Exercise material:

◆ ◆ ◆ ◆

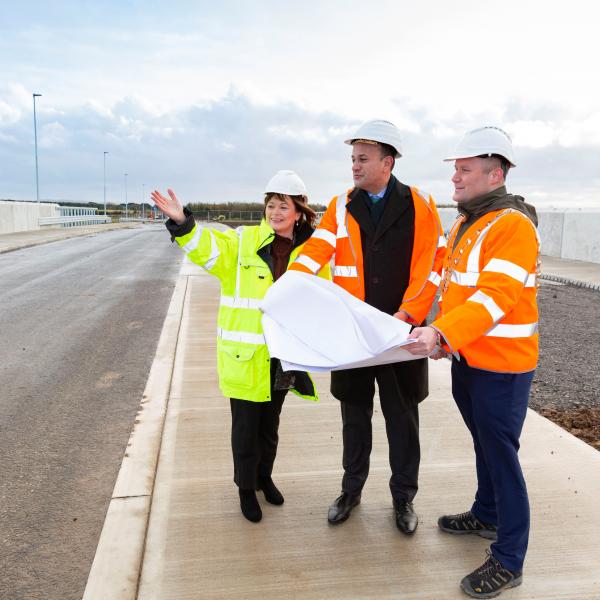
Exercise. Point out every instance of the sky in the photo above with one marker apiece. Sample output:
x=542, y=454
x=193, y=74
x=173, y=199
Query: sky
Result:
x=212, y=98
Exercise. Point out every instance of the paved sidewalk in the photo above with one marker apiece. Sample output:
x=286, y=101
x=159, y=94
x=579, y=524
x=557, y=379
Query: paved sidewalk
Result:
x=180, y=534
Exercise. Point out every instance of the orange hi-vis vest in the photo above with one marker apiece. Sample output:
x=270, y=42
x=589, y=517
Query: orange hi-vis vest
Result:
x=339, y=233
x=489, y=293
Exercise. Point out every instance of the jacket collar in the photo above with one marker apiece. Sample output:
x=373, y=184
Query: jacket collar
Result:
x=397, y=200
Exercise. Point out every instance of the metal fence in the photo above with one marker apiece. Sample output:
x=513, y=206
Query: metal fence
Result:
x=75, y=216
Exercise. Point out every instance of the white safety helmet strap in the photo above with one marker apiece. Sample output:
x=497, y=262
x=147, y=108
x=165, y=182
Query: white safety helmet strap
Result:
x=286, y=182
x=378, y=132
x=485, y=141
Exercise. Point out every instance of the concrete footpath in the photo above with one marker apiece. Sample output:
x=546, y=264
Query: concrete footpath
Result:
x=174, y=530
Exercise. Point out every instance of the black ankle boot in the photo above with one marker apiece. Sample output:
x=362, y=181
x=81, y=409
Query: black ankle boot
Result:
x=272, y=494
x=250, y=506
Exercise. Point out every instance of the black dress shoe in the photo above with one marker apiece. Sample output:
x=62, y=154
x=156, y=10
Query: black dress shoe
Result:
x=341, y=508
x=272, y=494
x=250, y=506
x=406, y=517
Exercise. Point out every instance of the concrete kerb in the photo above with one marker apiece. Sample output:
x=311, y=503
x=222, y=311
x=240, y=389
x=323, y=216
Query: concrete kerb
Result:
x=119, y=555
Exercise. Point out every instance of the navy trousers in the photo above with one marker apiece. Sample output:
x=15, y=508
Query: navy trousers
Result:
x=402, y=428
x=254, y=438
x=493, y=406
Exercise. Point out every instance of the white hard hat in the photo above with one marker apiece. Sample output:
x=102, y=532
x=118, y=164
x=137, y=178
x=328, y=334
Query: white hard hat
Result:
x=383, y=132
x=485, y=140
x=286, y=182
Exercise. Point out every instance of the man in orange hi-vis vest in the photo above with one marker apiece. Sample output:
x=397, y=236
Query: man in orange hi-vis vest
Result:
x=489, y=321
x=388, y=245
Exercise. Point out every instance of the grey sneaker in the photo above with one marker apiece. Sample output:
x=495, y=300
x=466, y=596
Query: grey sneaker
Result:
x=466, y=523
x=489, y=580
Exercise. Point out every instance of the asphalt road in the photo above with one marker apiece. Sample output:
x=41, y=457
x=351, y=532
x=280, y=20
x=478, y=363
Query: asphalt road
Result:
x=79, y=324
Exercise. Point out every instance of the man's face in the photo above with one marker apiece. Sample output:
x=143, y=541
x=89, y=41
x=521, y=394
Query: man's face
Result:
x=369, y=170
x=471, y=179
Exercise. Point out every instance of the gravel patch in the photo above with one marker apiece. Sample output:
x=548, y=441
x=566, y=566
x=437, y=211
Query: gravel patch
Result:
x=566, y=385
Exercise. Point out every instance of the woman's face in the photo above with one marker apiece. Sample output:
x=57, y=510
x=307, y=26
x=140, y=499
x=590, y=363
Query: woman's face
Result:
x=281, y=214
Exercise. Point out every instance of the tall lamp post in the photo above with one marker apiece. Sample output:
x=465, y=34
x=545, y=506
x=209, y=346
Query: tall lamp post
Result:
x=105, y=153
x=37, y=179
x=126, y=195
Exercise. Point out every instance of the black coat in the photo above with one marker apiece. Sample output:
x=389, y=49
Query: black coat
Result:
x=387, y=252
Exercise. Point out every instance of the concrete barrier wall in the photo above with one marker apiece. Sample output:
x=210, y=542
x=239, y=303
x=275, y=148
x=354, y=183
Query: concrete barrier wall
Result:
x=573, y=234
x=23, y=216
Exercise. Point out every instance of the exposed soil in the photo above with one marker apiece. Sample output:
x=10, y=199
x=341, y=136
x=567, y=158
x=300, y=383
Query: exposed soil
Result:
x=566, y=385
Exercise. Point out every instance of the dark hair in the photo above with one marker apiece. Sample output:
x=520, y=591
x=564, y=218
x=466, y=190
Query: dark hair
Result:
x=308, y=215
x=500, y=162
x=387, y=150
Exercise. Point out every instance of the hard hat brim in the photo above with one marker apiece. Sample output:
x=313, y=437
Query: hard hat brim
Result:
x=351, y=141
x=458, y=157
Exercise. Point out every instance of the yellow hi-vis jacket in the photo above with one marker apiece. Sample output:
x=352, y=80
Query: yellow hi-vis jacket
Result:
x=242, y=356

◆ ◆ ◆ ◆

Assigned task: Please copy the data shown above word for word, omitting the pictures.

Written reply:
Exercise. Point out every instance of the sky in the photo above with one marker apiece. Sample output:
x=542, y=454
x=193, y=74
x=173, y=199
Query: sky
Result:
x=212, y=98
Exercise. Point out every instance of the paved sidewalk in the photo above with one marker apiece. Sample output:
x=286, y=101
x=159, y=94
x=579, y=524
x=557, y=379
Query: paved sidewalk
Result:
x=180, y=534
Exercise. Point out every instance of the orange hi-vis vest in the photo above with one marker apiece. Sample output:
x=270, y=42
x=589, y=517
Query: orange hi-vis vest
Result:
x=339, y=233
x=489, y=293
Exercise. Point out every instance of the jacket collar in the photo above with one marker apiece. Sample output:
x=373, y=184
Query: jacket collar
Result:
x=397, y=200
Exercise. Point out every instance of the metal fence in the photo above with one marker apiece. Sample output:
x=513, y=206
Query: metal fence
Result:
x=75, y=216
Exercise. Point out every instance of the white safety helmet strap in the photo above with one marker apiece. Sample output:
x=497, y=262
x=147, y=108
x=165, y=182
Query: white safety helmet strap
Result:
x=286, y=182
x=378, y=132
x=485, y=141
Exercise. Point out every instance of the concrete footpath in the photo above with one marker apiece. Sample output:
x=546, y=264
Query: concrete footpath
Result:
x=174, y=530
Exercise. Point out every instance of the black ankle boot in the photo above with one marker apiece. Sample output:
x=362, y=181
x=81, y=409
Query: black ankle boot
Result:
x=272, y=494
x=250, y=506
Exercise. Point out every instance of the black dress shoe in the photo above with one marker apiece. Sample output:
x=62, y=154
x=156, y=10
Query: black dress shoe
Result:
x=341, y=508
x=272, y=494
x=250, y=506
x=406, y=517
Exercise. Point out every instance of the concrete kerb in the photo above with one marker apiece. Sample output:
x=311, y=503
x=222, y=311
x=240, y=389
x=323, y=216
Query: concrete kerb
Result:
x=119, y=555
Exercise. Point out every instance of the navy trousers in the photo above with one marker apiece. Sample output:
x=15, y=508
Query: navy trousers
Result:
x=402, y=428
x=254, y=438
x=493, y=406
Exercise. Point out every instance of the white hard hat in the photo above with one marker apiece. Sample output:
x=102, y=532
x=118, y=164
x=137, y=178
x=328, y=334
Query: white hard hat
Result:
x=383, y=132
x=485, y=140
x=286, y=182
Exercise. Point out every instance of the man in orange hi-vis vest in the photo above with one marker apiece. Sample output:
x=397, y=236
Query: man in orange hi-vis vest
Result:
x=489, y=321
x=388, y=245
Exercise. Point out every instance of the grey sneaker in the photo above with one marker apiece. Sample output:
x=495, y=300
x=466, y=596
Query: grey sneaker
Result:
x=466, y=523
x=489, y=580
Exercise. Point out every instance of the asphalt road in the photo above with one marker apiece. Sample output:
x=41, y=457
x=351, y=532
x=280, y=20
x=478, y=363
Query: asphalt road
Result:
x=79, y=324
Exercise. Point out every instance of the man's face in the photo above with one marker apiece. Sample output:
x=143, y=541
x=89, y=41
x=521, y=394
Query: man's face
Result:
x=369, y=170
x=471, y=179
Exercise. Point out every instance of the gravel patch in the photo above with one marker apiece. Sample output:
x=548, y=441
x=566, y=566
x=437, y=211
Query: gravel patch
Result:
x=566, y=385
Exercise. Point out every instance of the woman's face in the photo above with one marker apiece. Sample output:
x=57, y=510
x=307, y=26
x=140, y=499
x=590, y=363
Query: woman's face
Result:
x=281, y=214
Exercise. Point out every instance of the tall lamp post in the photo above with one marker apiece. Sample output:
x=465, y=34
x=545, y=506
x=209, y=346
Query: tall lamp post
Result:
x=105, y=153
x=37, y=179
x=126, y=195
Exercise. Point out every instance of the black coat in the photo above with one marker apiece. Sample output:
x=389, y=49
Query: black coat
Result:
x=387, y=252
Exercise. Point out every instance of the concrete barrier wall in the photo above with one marker apiece. Sample output:
x=210, y=542
x=239, y=303
x=275, y=148
x=354, y=183
Query: concrete barrier wall
Result:
x=573, y=234
x=23, y=216
Exercise. Point out every instance of the exposed soil in the photo above with one marker apiece. Sample output:
x=10, y=199
x=341, y=136
x=567, y=158
x=300, y=383
Query: exposed soil
Result:
x=566, y=385
Exercise. Point out every instance of the dark hair in the photo above with one marker apiece. Sample output:
x=520, y=591
x=564, y=218
x=466, y=190
Query: dark hair
Result:
x=308, y=215
x=500, y=162
x=387, y=150
Exercise. Point out every instance of the hard hat brim in the photo above with one marker apiece. Sample output:
x=313, y=437
Query: hard hat brim
Result:
x=351, y=141
x=458, y=157
Exercise. Point out every instance of the yellow hi-vis jacket in the photo above with one marker apiece. Sample output:
x=352, y=80
Query: yellow hi-vis jacket
Result:
x=242, y=356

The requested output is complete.